#### [WHAT IS REQUIRED]
The job is to output each record again, character for character.

───

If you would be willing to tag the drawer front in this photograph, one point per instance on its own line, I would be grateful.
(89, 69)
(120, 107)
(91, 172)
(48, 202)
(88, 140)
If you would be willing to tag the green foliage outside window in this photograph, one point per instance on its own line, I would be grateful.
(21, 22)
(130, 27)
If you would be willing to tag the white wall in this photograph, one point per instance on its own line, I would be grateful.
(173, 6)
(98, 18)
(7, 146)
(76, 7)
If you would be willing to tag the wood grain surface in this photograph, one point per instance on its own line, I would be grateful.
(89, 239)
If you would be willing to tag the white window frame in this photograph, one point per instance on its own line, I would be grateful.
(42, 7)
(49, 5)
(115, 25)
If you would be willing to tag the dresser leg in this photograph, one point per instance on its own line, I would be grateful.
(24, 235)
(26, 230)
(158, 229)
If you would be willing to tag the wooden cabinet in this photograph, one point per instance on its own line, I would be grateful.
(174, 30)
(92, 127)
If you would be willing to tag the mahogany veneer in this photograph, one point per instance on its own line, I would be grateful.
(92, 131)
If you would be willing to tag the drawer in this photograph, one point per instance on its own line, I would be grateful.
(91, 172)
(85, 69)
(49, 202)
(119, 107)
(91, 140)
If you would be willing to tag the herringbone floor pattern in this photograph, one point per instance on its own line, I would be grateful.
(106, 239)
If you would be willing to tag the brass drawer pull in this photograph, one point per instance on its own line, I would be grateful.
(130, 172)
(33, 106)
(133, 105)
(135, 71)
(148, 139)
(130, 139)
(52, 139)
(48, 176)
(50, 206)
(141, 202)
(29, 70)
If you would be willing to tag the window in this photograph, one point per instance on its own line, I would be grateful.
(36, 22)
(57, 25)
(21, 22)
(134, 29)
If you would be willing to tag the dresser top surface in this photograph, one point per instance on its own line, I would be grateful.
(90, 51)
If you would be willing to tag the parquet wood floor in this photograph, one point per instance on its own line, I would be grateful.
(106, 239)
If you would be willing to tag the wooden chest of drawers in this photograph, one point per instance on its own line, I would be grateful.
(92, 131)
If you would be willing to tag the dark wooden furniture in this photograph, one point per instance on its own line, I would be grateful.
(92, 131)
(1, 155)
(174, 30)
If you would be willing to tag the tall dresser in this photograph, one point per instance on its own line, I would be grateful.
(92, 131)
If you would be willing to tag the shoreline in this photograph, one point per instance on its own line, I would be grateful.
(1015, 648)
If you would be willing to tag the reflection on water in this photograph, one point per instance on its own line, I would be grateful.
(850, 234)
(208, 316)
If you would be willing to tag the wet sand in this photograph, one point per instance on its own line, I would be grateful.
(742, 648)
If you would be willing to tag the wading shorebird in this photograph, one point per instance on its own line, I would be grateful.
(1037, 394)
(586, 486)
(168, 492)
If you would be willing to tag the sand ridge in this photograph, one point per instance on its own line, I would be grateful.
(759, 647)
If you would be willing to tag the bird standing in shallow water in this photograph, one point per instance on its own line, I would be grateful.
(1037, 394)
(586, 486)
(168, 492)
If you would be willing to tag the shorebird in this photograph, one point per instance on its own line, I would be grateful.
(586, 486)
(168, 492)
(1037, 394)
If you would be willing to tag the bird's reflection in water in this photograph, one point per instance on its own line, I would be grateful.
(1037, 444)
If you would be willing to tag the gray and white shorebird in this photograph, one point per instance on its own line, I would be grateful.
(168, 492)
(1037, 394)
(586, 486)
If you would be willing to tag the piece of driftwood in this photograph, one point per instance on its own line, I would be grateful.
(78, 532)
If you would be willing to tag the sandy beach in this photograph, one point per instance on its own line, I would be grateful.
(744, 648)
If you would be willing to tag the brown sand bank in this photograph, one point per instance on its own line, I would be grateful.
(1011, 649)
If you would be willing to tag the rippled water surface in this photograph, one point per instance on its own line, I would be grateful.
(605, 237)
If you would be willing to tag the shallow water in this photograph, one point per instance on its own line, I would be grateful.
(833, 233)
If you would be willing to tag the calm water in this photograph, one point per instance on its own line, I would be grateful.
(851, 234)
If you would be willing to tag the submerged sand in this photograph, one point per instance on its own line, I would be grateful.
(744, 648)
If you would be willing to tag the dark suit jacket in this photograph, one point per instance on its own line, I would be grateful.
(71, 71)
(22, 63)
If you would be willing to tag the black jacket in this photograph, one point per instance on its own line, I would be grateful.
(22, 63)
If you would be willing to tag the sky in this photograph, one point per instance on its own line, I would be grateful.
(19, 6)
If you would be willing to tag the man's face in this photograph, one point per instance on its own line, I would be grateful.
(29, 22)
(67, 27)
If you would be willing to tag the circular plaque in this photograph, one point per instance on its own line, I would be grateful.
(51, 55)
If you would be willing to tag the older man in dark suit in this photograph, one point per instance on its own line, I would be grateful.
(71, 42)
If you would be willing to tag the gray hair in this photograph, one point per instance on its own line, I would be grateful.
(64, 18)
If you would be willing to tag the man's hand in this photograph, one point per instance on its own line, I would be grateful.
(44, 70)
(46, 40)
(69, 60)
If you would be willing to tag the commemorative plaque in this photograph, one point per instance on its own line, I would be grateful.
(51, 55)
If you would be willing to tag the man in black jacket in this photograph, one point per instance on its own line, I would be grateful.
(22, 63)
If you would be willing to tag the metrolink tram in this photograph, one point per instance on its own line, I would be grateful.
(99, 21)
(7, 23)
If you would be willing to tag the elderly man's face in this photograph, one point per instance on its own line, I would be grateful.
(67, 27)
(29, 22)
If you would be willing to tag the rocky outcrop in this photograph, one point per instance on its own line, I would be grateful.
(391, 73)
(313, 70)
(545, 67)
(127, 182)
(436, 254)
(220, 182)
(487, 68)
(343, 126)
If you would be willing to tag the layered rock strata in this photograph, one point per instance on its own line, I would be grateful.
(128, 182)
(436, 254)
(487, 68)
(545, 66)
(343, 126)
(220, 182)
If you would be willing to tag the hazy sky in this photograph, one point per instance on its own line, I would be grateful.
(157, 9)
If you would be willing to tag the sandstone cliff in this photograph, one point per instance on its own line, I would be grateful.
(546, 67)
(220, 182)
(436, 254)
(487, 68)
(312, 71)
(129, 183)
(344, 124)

───

#### [TASK ANSWER]
If you would be willing to tag the drawer front in this photograph, one point per instance on its own line, I would be grateful.
(89, 69)
(120, 107)
(91, 172)
(48, 202)
(88, 140)
If you would be willing to tag the green foliage outside window in this photograph, one point per instance on its own line, I would be grateful.
(21, 22)
(130, 27)
If you would be willing to tag the white wall in this photograph, one point per instance on its own line, I would be grateful.
(173, 6)
(98, 18)
(7, 146)
(76, 7)
If you would be willing to tag the wood grain surface in this photograph, one point per instance on its own line, I would be grateful.
(89, 239)
If you would be willing to tag the white window frame in this photograph, one point per instance on its own line, I would be grateful.
(42, 7)
(49, 5)
(115, 25)
If you would be willing to tag the dresser leg in this photograph, one point per instance on its own line, I would be grateful.
(24, 235)
(26, 230)
(158, 229)
If you would be willing to tag the wooden cabinet in this photograph, one point per instance on its own line, I would be grateful.
(174, 30)
(92, 127)
If you would be willing to tag the mahogany veneer in this photograph, one point per instance on its own line, I would be grateful.
(92, 131)
If you would be willing to tag the drawer in this photograph, one point per instance on its own line, I would be grateful.
(91, 172)
(85, 69)
(49, 202)
(119, 107)
(91, 140)
If you would be willing to tag the herringbone floor pattern in this photograph, one point per instance on its own line, I would be grateful.
(106, 239)
If you would be willing to tag the brass drawer pull in this photograph, one point per instance on its own line, I would be grateful.
(130, 172)
(33, 106)
(133, 105)
(135, 71)
(148, 139)
(130, 139)
(52, 139)
(48, 176)
(50, 206)
(141, 202)
(29, 70)
If you would be willing to tag the window in this photograph, one point per instance on its own line, I would be grateful.
(36, 22)
(57, 25)
(21, 22)
(134, 29)
If you would be willing to tag the dresser top surface in this photograph, one point per instance on its own line, I would be grateful.
(90, 51)
If you would be willing to tag the parquet wood floor in this photograph, one point per instance on its own line, I would be grateful.
(106, 239)
If you would be willing to tag the wooden chest of drawers in this photograph, one point per instance on its own line, I would be grateful.
(92, 131)
If you would be willing to tag the dark wooden furniture in this photograph, one point per instance on its own line, I would be grateful.
(92, 131)
(1, 155)
(174, 30)
If you would be willing to tag the tall dresser in this photograph, one point per instance on its own line, I would be grateful.
(92, 131)
If you would be willing to tag the shoreline in this photograph, one point per instance on its own line, I would be grateful.
(1015, 648)
If you would be willing to tag the reflection on water in this photograph, one point per instance on its own line, I would be grateful.
(850, 234)
(208, 316)
If you would be willing to tag the wet sand in this photograph, one point per instance on its own line, I would be grateful.
(742, 648)
If you would be willing to tag the wading shorebird in this photograph, one point per instance on its own line, I would be grateful.
(1037, 394)
(586, 486)
(168, 492)
If you would be willing to tag the sand ridge in this photograph, one point per instance on its own line, I would be grateful.
(759, 647)
If you would be willing to tag the bird standing in shallow water in this photograph, one point per instance on its own line, I would be grateful.
(1037, 394)
(586, 486)
(168, 492)
If you would be willing to tag the shorebird in this photograph, one point per instance on its own line, I would be grateful.
(586, 486)
(168, 492)
(1037, 394)
If you would be willing to tag the bird's reflection in water in this photograph, one point per instance on its own line, I would be grateful.
(1037, 444)
If you would be willing to tag the gray and white shorebird in this photograph, one point per instance on its own line, I would be grateful.
(168, 492)
(1037, 394)
(586, 486)
If you would be willing to tag the piece of driftwood in this photograph, one point per instance on its own line, I would be grateful.
(78, 532)
If you would be willing to tag the sandy beach in this photograph, one point per instance on its own line, I would be grateful.
(744, 648)
If you would be willing to tag the brown sand bank in this photograph, one point per instance on its own line, I would be grateful.
(1011, 649)
If you would be willing to tag the rippled water surface in this photograph, one point per instance on its own line, I would be grateful.
(605, 237)
If you would be willing to tag the shallow water in this photograph, one point per instance on its own line, I would be grateful.
(833, 233)
If you would be willing to tag the calm water in this photograph, one point per instance on its own line, I would be grateful.
(851, 234)
If you would be willing to tag the submerged sand in this photograph, one point per instance on its own line, I would be grateful.
(744, 648)
If you would be willing to tag the dark suit jacket in this photograph, one point per instance on its own line, I would be grateful.
(71, 71)
(22, 63)
If you would be willing to tag the black jacket in this photograph, one point per instance on its own line, I would be grateful.
(22, 63)
If you would be willing to tag the sky in this photograph, one point per instance on its own line, I would be grateful.
(19, 6)
If you would be willing to tag the man's face in this photograph, one point per instance on its own line, I would be grateful.
(29, 22)
(67, 27)
If you would be willing to tag the circular plaque in this photograph, one point per instance on its own line, I would be grateful.
(51, 55)
If you would be willing to tag the older man in dark suit in this photograph, one point per instance on its own line, I would be grateful.
(71, 42)
If you would be willing to tag the gray hair in this photograph, one point per instance on its own line, I would be grateful.
(64, 18)
If you would be willing to tag the man's hand in this photograph, one point per instance on its own line, I would be grateful.
(44, 70)
(46, 40)
(69, 60)
If you would be willing to tag the commemorative plaque in this photograph, one point per instance on its own line, I would be grateful.
(51, 55)
If you would be willing to tag the man in black jacket in this photograph, one point per instance on its own line, I would be grateful.
(22, 63)
If you would be willing to tag the metrolink tram in this photograph, one point per instance on its own line, I would be grateful.
(99, 21)
(7, 23)
If you would be willing to tag the elderly man's face in this photograph, one point per instance on its own line, I would be grateful.
(67, 27)
(29, 22)
If you would be willing to tag the rocky outcrop in this photograph, one point per instance on its own line, I would be grateful.
(391, 73)
(313, 70)
(545, 67)
(127, 182)
(436, 254)
(220, 182)
(487, 68)
(343, 126)
If you would be willing to tag the layered rock strata in this photograph, one point per instance on its own line, I would be grateful.
(128, 182)
(436, 254)
(487, 68)
(545, 66)
(343, 126)
(220, 182)
If you would be willing to tag the hazy sky in this photograph, one point per instance on its own line, I would be grateful.
(157, 9)
If you would be willing to tag the sandstone cliff in this photograph, one point per instance on its own line, I would be grateful.
(546, 67)
(220, 182)
(436, 254)
(487, 68)
(312, 71)
(129, 183)
(344, 124)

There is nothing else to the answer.